▸ 과제 설명:
목록 전체를 다시 쓰되, "Results"라는 표현만 모두 "Points"라는 표현으로 바꾸고 나머지는 그대로 두세요.

===== 작업 데이터

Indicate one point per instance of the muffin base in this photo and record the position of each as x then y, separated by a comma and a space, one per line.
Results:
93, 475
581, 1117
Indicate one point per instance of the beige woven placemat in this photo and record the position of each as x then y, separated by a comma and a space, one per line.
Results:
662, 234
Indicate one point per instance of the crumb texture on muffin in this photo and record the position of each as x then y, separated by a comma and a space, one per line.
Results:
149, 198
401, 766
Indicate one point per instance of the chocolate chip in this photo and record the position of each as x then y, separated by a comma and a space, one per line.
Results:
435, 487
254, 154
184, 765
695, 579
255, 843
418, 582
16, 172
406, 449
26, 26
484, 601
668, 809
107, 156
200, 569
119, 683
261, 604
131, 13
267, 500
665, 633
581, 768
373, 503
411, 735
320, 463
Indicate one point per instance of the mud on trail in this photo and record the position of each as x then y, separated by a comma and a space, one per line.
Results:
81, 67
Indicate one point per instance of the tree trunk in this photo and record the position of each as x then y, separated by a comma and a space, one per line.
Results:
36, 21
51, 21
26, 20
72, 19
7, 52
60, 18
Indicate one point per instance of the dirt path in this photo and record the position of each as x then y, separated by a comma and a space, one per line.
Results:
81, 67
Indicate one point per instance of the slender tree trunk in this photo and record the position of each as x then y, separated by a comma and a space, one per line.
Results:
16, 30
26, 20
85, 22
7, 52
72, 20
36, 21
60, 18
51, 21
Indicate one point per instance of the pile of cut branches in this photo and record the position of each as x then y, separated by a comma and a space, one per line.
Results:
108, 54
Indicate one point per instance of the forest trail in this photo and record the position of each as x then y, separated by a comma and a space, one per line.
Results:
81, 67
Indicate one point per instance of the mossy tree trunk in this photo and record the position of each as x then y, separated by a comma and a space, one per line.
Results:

==========

▸ 풀이:
Indicate one point per instance of the muffin base in this photo and record the position of each as x then y, separated by a comma and a space, one per line.
Points:
93, 475
581, 1117
Indicate one point per instance of the beige woven placemat in this photo and record the position of each as x then y, separated by a comma and a space, one per line.
Points:
662, 234
Indicate one point per instance of the crumb texture on muffin in this photo and record the position of each as x then y, separated by a comma and a space, one per line.
Points:
149, 198
401, 766
Indicate one point per instance of the chocolate chip in this photo and record the position of each as x then y, separated by a comma and a space, one per line.
Points:
435, 487
254, 154
184, 765
695, 579
255, 843
418, 582
16, 172
406, 449
26, 26
484, 601
668, 809
107, 156
200, 569
119, 683
261, 604
131, 13
267, 500
665, 633
581, 768
373, 503
411, 735
320, 463
Indicate one point per instance of the mud on trail in this photo and record the position of each as x then y, separated by a comma and a space, one per line.
Points:
81, 67
Indicate one point per instance of the tree trunk in this photo and record the position of each as x then y, separated by a comma and a space, one per line.
Points:
36, 21
51, 21
26, 20
72, 19
7, 52
60, 18
Indicate one point per instance of the dirt path in this photo and record the position of each as x then y, separated by a comma and a space, one per line.
Points:
81, 67
Indicate one point per instance of the slender tree trunk in this photo and record the position of each as x then y, separated by a comma and a space, one per line.
Points:
16, 30
26, 20
85, 22
7, 52
72, 20
36, 21
60, 18
51, 21
Indicate one point per instance of the pile of cut branches in this photo and record the position of each as x then y, separated by a comma and a space, one per line.
Points:
108, 54
Indicate one point per instance of the forest trail in this photo and record the position of each as x then y, separated by a comma and a space, one per line.
Points:
81, 67
Indicate one point per instance of the mossy tree trunk in this photo and record the position of each as x then y, separated by a comma and a space, one per line.
Points:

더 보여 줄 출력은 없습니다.